> Problem to work on: The response should contain every record, reproduced exactly.

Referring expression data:
┄┄┄┄┄┄┄┄┄┄┄┄┄┄┄┄┄┄┄┄

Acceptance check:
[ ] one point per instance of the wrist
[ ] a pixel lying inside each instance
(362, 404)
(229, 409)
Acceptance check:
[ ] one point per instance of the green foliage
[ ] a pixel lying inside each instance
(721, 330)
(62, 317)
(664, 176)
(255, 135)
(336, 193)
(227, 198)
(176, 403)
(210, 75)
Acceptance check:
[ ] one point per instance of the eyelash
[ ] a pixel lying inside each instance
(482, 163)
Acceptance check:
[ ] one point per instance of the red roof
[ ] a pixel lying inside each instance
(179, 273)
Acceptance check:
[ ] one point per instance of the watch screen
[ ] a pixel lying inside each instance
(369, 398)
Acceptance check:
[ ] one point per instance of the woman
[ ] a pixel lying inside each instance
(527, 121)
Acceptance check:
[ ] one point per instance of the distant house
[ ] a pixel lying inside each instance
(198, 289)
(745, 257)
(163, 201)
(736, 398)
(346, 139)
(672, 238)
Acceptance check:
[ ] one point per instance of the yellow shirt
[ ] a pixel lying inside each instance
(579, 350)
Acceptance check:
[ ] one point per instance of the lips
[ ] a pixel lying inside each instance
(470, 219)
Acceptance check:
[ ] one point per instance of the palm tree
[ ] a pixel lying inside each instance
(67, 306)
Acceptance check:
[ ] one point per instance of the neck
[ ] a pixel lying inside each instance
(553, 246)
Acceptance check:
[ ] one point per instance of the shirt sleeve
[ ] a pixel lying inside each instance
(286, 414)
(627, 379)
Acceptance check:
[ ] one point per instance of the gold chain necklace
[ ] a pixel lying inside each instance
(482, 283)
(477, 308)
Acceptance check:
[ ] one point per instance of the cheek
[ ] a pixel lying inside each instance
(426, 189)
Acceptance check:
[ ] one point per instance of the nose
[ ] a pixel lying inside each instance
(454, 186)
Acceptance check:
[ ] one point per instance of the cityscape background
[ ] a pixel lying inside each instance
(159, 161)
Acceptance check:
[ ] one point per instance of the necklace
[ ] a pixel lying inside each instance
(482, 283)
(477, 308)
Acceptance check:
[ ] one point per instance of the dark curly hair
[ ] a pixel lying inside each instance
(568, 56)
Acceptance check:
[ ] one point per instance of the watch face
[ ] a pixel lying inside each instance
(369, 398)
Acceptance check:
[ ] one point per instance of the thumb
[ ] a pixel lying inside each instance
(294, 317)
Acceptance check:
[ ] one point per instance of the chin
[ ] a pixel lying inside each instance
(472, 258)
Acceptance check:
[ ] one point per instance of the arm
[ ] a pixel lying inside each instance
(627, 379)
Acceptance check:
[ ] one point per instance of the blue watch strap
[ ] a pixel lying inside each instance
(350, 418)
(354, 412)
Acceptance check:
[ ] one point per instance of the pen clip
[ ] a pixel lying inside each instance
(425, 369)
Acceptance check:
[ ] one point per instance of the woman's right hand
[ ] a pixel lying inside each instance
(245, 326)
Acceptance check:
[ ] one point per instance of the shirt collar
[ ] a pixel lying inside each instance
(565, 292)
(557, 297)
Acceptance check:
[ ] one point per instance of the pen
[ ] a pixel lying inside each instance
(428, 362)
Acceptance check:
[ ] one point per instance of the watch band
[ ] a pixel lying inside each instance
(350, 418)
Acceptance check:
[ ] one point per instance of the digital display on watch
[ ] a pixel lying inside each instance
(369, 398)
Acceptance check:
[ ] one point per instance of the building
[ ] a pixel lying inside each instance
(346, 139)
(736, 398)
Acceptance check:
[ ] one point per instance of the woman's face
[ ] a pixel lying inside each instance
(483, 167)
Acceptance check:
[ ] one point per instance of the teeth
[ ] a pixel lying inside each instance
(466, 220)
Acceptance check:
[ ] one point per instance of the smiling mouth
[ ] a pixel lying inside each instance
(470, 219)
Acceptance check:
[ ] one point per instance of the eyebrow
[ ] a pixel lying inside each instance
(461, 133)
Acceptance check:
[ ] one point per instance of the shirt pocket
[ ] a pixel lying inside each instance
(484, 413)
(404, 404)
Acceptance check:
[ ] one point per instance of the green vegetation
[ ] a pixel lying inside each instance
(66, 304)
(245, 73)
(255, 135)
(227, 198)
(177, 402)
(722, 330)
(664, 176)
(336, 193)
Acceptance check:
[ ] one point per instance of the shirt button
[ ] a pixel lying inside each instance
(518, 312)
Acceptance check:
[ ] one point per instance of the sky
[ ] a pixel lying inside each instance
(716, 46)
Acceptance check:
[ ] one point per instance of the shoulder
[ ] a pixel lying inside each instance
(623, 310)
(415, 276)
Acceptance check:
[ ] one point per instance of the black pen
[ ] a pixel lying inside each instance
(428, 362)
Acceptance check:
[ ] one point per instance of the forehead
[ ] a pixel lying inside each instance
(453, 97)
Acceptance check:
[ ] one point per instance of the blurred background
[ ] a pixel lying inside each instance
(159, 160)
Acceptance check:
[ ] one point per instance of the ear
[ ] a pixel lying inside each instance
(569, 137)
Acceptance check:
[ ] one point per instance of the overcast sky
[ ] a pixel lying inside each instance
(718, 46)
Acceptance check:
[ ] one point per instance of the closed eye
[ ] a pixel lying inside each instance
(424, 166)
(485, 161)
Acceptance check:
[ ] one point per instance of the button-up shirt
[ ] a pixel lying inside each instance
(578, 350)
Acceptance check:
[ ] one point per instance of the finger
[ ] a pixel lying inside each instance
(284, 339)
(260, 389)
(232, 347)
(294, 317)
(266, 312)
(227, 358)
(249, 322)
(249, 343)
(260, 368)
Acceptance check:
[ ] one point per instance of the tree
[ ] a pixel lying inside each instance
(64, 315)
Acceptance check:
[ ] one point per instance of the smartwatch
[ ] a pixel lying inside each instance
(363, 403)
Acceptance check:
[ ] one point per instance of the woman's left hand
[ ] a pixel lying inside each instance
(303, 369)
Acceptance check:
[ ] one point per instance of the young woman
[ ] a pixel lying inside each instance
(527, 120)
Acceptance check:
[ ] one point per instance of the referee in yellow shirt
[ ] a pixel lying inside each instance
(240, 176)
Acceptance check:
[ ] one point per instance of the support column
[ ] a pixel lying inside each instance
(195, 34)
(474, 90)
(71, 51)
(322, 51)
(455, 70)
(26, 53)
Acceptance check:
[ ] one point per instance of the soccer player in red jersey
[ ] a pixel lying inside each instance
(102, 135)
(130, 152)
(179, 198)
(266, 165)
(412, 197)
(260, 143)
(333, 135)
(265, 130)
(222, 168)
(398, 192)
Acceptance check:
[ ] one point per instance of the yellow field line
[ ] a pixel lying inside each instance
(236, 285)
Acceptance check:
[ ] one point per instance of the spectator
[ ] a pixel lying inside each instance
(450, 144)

┄┄┄┄┄┄┄┄┄┄┄┄┄┄┄┄┄┄┄┄

> Task output:
Acceptance check:
[ ] one point per instance of the wrist
[ ] a pixel lying inside each instance
(362, 404)
(229, 409)
Acceptance check:
[ ] one point per instance of the green foliage
[ ] a pixel lying inside each instance
(721, 330)
(62, 317)
(664, 176)
(255, 135)
(336, 193)
(227, 198)
(176, 403)
(210, 75)
Acceptance check:
[ ] one point per instance of the eyelash
[ ] a pixel lying inside each instance
(482, 163)
Acceptance check:
[ ] one point per instance of the red roof
[ ] a pixel lying inside each instance
(179, 273)
Acceptance check:
[ ] one point per instance of the watch screen
[ ] a pixel lying inside each instance
(369, 398)
Acceptance check:
[ ] one point per instance of the woman
[ ] a pixel lying inside each instance
(527, 121)
Acceptance check:
[ ] one point per instance of the distant house
[ ] a pixel lying inside each instance
(198, 289)
(745, 257)
(163, 201)
(736, 398)
(346, 139)
(672, 238)
Acceptance check:
[ ] one point per instance of the yellow shirt
[ ] a pixel lying inside each instance
(579, 350)
Acceptance check:
[ ] one point per instance of the lips
[ ] a pixel lying inside each instance
(470, 219)
Acceptance check:
[ ] one point per instance of the palm tree
[ ] a pixel lying inside each instance
(67, 306)
Acceptance check:
[ ] one point per instance of the neck
[ ] a pixel lying inside each instance
(553, 246)
Acceptance check:
[ ] one point per instance of the shirt sleeve
[ ] a pixel lying inside each instance
(286, 414)
(627, 379)
Acceptance check:
[ ] one point per instance of the gold chain necklace
[ ] a pixel lying inside each instance
(482, 283)
(477, 308)
Acceptance check:
[ ] one point per instance of the cheek
[ ] a pixel lying inside each instance
(426, 189)
Acceptance check:
[ ] one point per instance of the nose
[ ] a pixel lying inside each instance
(454, 186)
Acceptance check:
[ ] one point per instance of the cityscape background
[ ] a pixel lying inside each instance
(159, 161)
Acceptance check:
[ ] one point per instance of the necklace
[ ] a pixel lying inside each instance
(482, 283)
(477, 308)
Acceptance check:
[ ] one point per instance of the dark curly hair
[ ] a pixel lying inside each instance
(568, 56)
Acceptance check:
[ ] one point per instance of the watch face
[ ] a pixel lying inside each instance
(369, 398)
Acceptance check:
[ ] one point per instance of the thumb
[ ] a pixel lying inside each instance
(294, 317)
Acceptance check:
[ ] one point per instance of the chin
[ ] a pixel lying inside each instance
(472, 258)
Acceptance check:
[ ] one point per instance of the arm
[ ] a pixel lying inside each instance
(627, 379)
Acceptance check:
[ ] one point per instance of the blue watch strap
[ ] a pixel lying inside each instance
(350, 418)
(354, 412)
Acceptance check:
[ ] one point per instance of the pen clip
[ ] a pixel lying inside each instance
(425, 369)
Acceptance check:
[ ] one point per instance of the woman's right hand
[ ] a pixel lying inside each instance
(245, 326)
Acceptance check:
[ ] one point per instance of the shirt collar
[ ] a pixel lying inside each instance
(565, 292)
(557, 297)
Acceptance check:
[ ] one point per instance of the pen
[ ] a pixel lying inside each instance
(428, 362)
Acceptance check:
[ ] one point per instance of the watch band
[ ] a pixel lying inside each instance
(350, 418)
Acceptance check:
[ ] one point per instance of the digital display on watch
[ ] a pixel lying inside each instance
(369, 398)
Acceptance check:
[ ] one point per instance of the building
[ ] a pixel lying inside each instance
(346, 139)
(736, 398)
Acceptance check:
[ ] one point per instance of the woman's face
[ ] a pixel lying inside each instance
(483, 167)
Acceptance check:
[ ] one point per instance of the teeth
[ ] a pixel lying inside each instance
(466, 220)
Acceptance check:
[ ] one point per instance of the smiling mouth
[ ] a pixel lying inside each instance
(470, 219)
Acceptance check:
[ ] one point per instance of the eyebrow
[ ] a pixel lying inside each instance
(461, 133)
Acceptance check:
[ ] one point per instance of the shirt pocket
[ ] a pixel lying inside each instance
(484, 413)
(404, 404)
Acceptance check:
[ ] one point per instance of the green vegetation
[ ] a pixel lying inside each instance
(66, 304)
(245, 73)
(255, 135)
(227, 198)
(177, 402)
(722, 330)
(664, 176)
(336, 193)
Acceptance check:
[ ] one point per instance of the shirt button
[ ] a pixel lying inside each instance
(518, 312)
Acceptance check:
[ ] one point per instance of the sky
[ ] a pixel lying inside each instance
(716, 46)
Acceptance check:
[ ] one point per instance of the shoulder
[ ] a pixel lying inside each instance
(623, 310)
(415, 276)
Acceptance check:
[ ] one point per instance of the black pen
[ ] a pixel lying inside each instance
(428, 362)
Acceptance check:
[ ] one point per instance of the forehead
[ ] a pixel lying inside each instance
(453, 97)
Acceptance check:
[ ] one point per instance of the blurred background
[ ] a pixel lying inside each instance
(159, 160)
Acceptance check:
[ ] one point per instance of the ear
[ ] a pixel lying inside each instance
(569, 137)
Acceptance check:
[ ] one point per instance of the overcast sky
[ ] a pixel lying inside each instance
(718, 46)
Acceptance check:
[ ] one point per instance of the closed eye
[ ] a pixel lying inside each instance
(424, 166)
(485, 161)
Acceptance check:
[ ] one point per instance of the button-up shirt
[ ] a pixel lying inside each instance
(578, 350)
Acceptance check:
[ ] one point per instance of the finger
[ ] a pixel lying inside each instance
(284, 339)
(260, 389)
(232, 347)
(294, 317)
(266, 312)
(227, 358)
(249, 322)
(249, 343)
(260, 368)
Acceptance check:
[ ] one point per instance of the tree
[ ] a pixel lying inside each instance
(64, 315)
Acceptance check:
[ ] one point per instance of the smartwatch
[ ] a pixel lying inside each instance
(363, 403)
Acceptance check:
[ ] one point per instance of the woman's left hand
[ ] a pixel lying inside each instance
(303, 369)
Acceptance check:
[ ] one point per instance of the young woman
[ ] a pixel lying inside each instance
(527, 120)
Acceptance check:
[ ] one point per instance of the referee in yellow shirt
[ ] a pixel lying inside each instance
(240, 176)
Acceptance check:
[ ] one point per instance of the support column
[ ] a pixel lying inside each instance
(195, 34)
(474, 90)
(71, 51)
(322, 51)
(455, 70)
(26, 53)
Acceptance check:
[ ] one point per instance of the soccer player in red jersey
[ ] a pixel lying inside each instance
(102, 135)
(130, 152)
(179, 198)
(266, 165)
(412, 197)
(260, 143)
(333, 135)
(265, 130)
(222, 168)
(398, 192)
Acceptance check:
[ ] one point per instance of the yellow field line
[ ] a pixel lying inside each instance
(236, 285)
Acceptance check:
[ ] one point per instance of the spectator
[ ] a pixel lying inside each instance
(450, 144)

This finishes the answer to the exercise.